*What you have to do*: Pictures excluded, copy word for word the lines from the one holding "the tram side" through the last line below.

*Point localization data*:
━━━━━━━━━━━━━━━━━━━━
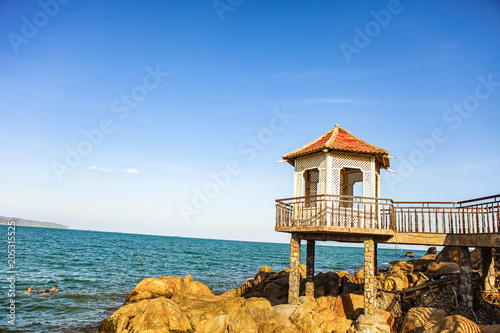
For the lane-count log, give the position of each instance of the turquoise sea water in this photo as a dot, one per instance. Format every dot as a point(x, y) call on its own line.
point(95, 271)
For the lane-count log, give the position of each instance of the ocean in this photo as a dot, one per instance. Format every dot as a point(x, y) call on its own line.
point(95, 271)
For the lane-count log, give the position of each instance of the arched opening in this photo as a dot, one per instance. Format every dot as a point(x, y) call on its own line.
point(311, 180)
point(351, 184)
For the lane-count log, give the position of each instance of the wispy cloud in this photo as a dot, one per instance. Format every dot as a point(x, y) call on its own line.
point(100, 169)
point(306, 101)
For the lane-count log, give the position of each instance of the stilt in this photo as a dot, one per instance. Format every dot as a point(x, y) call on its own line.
point(294, 276)
point(370, 284)
point(465, 276)
point(488, 273)
point(310, 268)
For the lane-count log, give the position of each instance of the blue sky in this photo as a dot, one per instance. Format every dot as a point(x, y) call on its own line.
point(171, 93)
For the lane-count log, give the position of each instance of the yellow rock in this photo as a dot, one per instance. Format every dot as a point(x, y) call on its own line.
point(152, 288)
point(452, 324)
point(417, 317)
point(266, 269)
point(353, 304)
point(197, 288)
point(156, 315)
point(217, 324)
point(257, 302)
point(188, 279)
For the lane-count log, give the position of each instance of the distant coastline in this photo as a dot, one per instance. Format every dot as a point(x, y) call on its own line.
point(31, 223)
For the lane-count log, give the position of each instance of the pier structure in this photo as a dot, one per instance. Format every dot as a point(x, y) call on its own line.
point(336, 198)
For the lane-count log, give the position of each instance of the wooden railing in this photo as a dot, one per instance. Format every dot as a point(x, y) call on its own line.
point(334, 211)
point(474, 216)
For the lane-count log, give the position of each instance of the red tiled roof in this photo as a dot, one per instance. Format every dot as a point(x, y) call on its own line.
point(337, 139)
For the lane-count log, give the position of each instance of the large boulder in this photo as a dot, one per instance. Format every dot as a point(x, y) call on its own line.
point(421, 264)
point(353, 305)
point(216, 324)
point(452, 324)
point(197, 288)
point(396, 277)
point(261, 320)
point(349, 284)
point(443, 268)
point(416, 318)
point(453, 254)
point(376, 323)
point(431, 250)
point(149, 288)
point(337, 325)
point(150, 315)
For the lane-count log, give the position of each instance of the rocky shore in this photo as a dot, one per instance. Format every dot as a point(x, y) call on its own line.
point(420, 295)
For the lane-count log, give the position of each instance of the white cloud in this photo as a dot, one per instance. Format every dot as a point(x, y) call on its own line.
point(132, 171)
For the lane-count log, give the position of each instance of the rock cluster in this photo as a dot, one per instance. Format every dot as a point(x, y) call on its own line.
point(173, 304)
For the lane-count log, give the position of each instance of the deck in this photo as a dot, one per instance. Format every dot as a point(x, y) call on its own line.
point(469, 223)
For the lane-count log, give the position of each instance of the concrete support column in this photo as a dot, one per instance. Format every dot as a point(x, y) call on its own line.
point(465, 276)
point(294, 276)
point(370, 280)
point(488, 273)
point(310, 268)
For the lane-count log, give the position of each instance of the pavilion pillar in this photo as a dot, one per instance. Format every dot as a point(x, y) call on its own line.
point(310, 268)
point(370, 279)
point(465, 276)
point(488, 273)
point(294, 275)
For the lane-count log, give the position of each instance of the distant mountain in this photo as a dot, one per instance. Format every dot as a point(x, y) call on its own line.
point(31, 223)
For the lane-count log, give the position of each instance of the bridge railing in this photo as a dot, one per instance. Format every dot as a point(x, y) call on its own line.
point(474, 216)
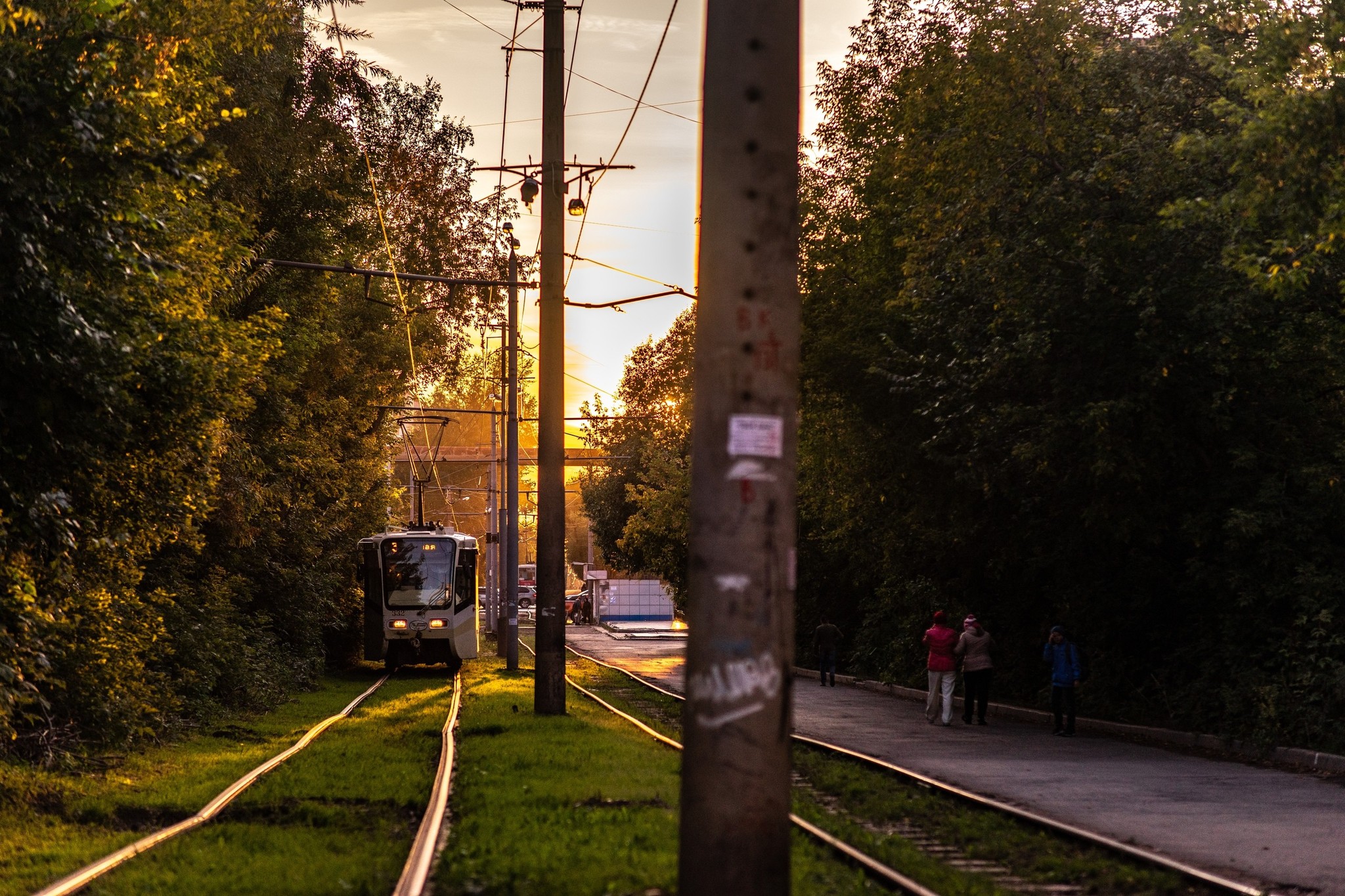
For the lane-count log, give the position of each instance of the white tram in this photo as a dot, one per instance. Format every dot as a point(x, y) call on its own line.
point(420, 597)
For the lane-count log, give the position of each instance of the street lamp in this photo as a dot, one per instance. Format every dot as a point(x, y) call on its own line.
point(529, 190)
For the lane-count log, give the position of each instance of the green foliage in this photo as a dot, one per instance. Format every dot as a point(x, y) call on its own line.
point(55, 821)
point(1039, 381)
point(639, 504)
point(191, 445)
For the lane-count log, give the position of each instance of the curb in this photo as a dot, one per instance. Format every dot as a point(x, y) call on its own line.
point(1297, 757)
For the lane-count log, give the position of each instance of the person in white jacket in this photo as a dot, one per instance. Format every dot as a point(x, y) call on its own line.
point(974, 651)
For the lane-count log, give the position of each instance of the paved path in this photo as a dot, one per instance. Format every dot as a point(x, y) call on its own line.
point(1256, 825)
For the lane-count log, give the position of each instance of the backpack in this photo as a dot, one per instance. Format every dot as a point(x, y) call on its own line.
point(1082, 661)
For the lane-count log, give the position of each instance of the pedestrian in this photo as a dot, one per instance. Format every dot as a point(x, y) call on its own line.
point(942, 640)
point(974, 648)
point(825, 640)
point(1064, 675)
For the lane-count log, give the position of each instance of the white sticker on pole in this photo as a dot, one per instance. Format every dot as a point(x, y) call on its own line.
point(757, 436)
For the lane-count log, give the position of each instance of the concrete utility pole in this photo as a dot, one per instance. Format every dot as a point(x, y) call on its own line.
point(510, 636)
point(493, 526)
point(549, 694)
point(735, 828)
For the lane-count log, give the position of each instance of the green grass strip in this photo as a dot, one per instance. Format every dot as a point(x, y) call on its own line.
point(873, 798)
point(877, 798)
point(579, 803)
point(337, 819)
point(53, 822)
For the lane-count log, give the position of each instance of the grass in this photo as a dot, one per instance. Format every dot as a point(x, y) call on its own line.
point(577, 803)
point(337, 819)
point(872, 796)
point(53, 822)
point(856, 801)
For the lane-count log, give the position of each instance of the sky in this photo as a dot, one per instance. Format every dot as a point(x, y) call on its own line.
point(642, 221)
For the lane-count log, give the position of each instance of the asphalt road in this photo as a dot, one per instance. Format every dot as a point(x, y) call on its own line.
point(1262, 826)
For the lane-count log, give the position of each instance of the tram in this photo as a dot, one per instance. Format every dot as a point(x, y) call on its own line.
point(420, 597)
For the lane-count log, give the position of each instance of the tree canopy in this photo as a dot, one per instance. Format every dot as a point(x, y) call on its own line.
point(190, 444)
point(1072, 355)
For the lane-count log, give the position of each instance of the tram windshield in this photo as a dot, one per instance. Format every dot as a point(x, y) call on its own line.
point(418, 572)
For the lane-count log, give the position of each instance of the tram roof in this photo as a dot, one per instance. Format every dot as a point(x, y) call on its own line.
point(439, 532)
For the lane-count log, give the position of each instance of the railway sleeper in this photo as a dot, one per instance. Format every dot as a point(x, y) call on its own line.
point(951, 856)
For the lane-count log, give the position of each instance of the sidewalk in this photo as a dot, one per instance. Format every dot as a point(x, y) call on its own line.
point(1261, 825)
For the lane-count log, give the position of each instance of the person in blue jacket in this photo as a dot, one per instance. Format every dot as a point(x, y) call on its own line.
point(1064, 675)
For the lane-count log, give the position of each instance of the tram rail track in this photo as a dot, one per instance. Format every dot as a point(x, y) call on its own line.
point(418, 863)
point(82, 878)
point(1074, 832)
point(870, 864)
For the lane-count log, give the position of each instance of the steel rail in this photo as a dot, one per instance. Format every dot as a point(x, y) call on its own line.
point(416, 872)
point(93, 871)
point(1043, 821)
point(868, 863)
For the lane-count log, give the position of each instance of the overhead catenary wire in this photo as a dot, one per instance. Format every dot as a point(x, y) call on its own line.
point(382, 227)
point(639, 101)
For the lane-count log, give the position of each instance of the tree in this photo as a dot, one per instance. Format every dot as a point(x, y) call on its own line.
point(190, 446)
point(638, 505)
point(1033, 387)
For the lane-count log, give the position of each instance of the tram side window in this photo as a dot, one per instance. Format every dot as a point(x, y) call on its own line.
point(417, 572)
point(464, 587)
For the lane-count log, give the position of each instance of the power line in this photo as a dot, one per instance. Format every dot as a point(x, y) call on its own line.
point(596, 112)
point(622, 270)
point(639, 101)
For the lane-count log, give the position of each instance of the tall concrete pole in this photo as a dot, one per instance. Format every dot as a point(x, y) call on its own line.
point(510, 634)
point(502, 610)
point(493, 550)
point(549, 694)
point(735, 829)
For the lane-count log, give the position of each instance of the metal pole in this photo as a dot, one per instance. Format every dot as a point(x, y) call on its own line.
point(735, 828)
point(549, 691)
point(512, 475)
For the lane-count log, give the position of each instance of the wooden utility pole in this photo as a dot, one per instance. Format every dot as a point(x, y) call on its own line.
point(735, 836)
point(510, 634)
point(549, 689)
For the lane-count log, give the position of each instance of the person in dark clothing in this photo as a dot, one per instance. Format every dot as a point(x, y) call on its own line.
point(826, 637)
point(1064, 675)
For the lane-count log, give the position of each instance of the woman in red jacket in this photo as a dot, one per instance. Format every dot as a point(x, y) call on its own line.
point(940, 640)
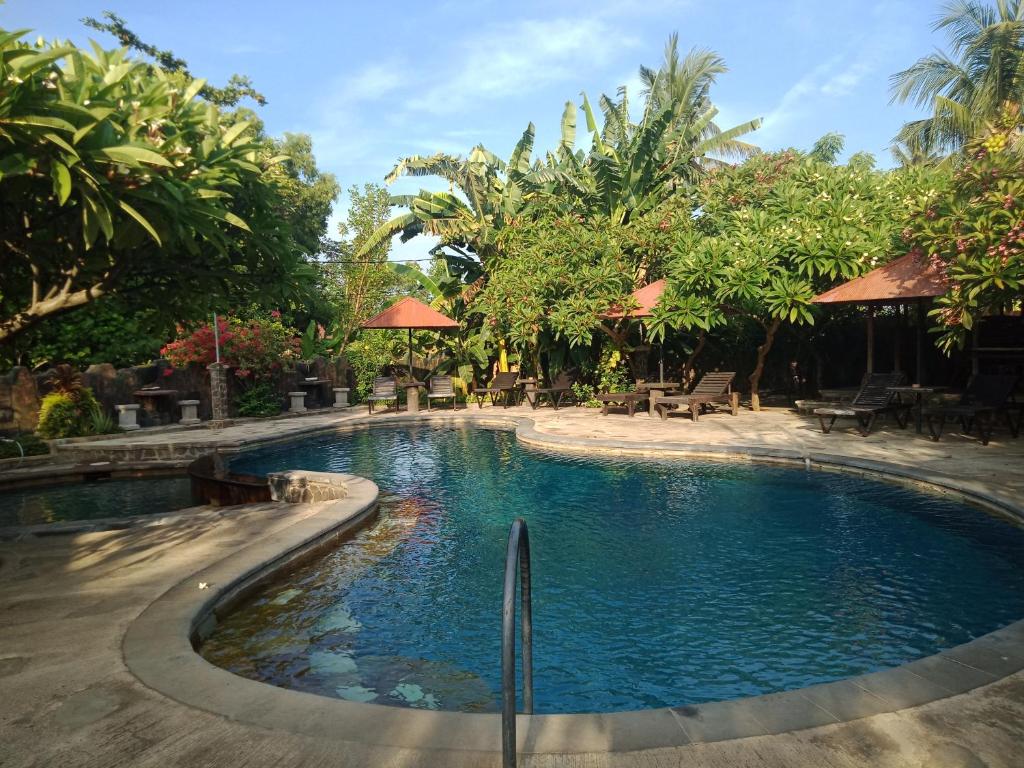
━━━━━━━━━━━━━━━━━━━━
*Solution*:
For the lane-count log, give the position of each instance of the tram side window in this photo as a dot, one per instance. Format every dot as a point(x, y) call on its own line.
point(417, 572)
point(464, 587)
For the lane-count log, give the position of each instance of the power line in this photo as a dot, one per instance. Format every dot as a point(x, y) call on its own line.
point(596, 112)
point(622, 270)
point(639, 101)
For the lane-count log, give the position of each instance of the tall concrete pole in this photo as a dot, one per instance. Format every dot as a point(x, y) call on its own line.
point(510, 634)
point(502, 610)
point(493, 550)
point(549, 694)
point(735, 829)
For the lane-count log, give the position of each instance of the metal pole in this photo as a dot, one per instance. Format every dot as a point(x, y) call on its own line.
point(735, 828)
point(549, 691)
point(512, 475)
For the lane-count log, give the position of each instance of the wooden utility pole in this photo as a dot, one per instance. Format every dot as a point(x, y) call on its own line.
point(735, 836)
point(510, 634)
point(549, 689)
For the lane-count log, give the position of each instance of the person in dark clothing in this photo as a dot, one per instance. Format every dot as a point(x, y) call on its own line.
point(826, 637)
point(1064, 675)
For the lane-count log, give the position of each instance of the woman in red jacket in this photo as a dot, one per instance. Format every dot as a point(x, y) call on its own line.
point(940, 640)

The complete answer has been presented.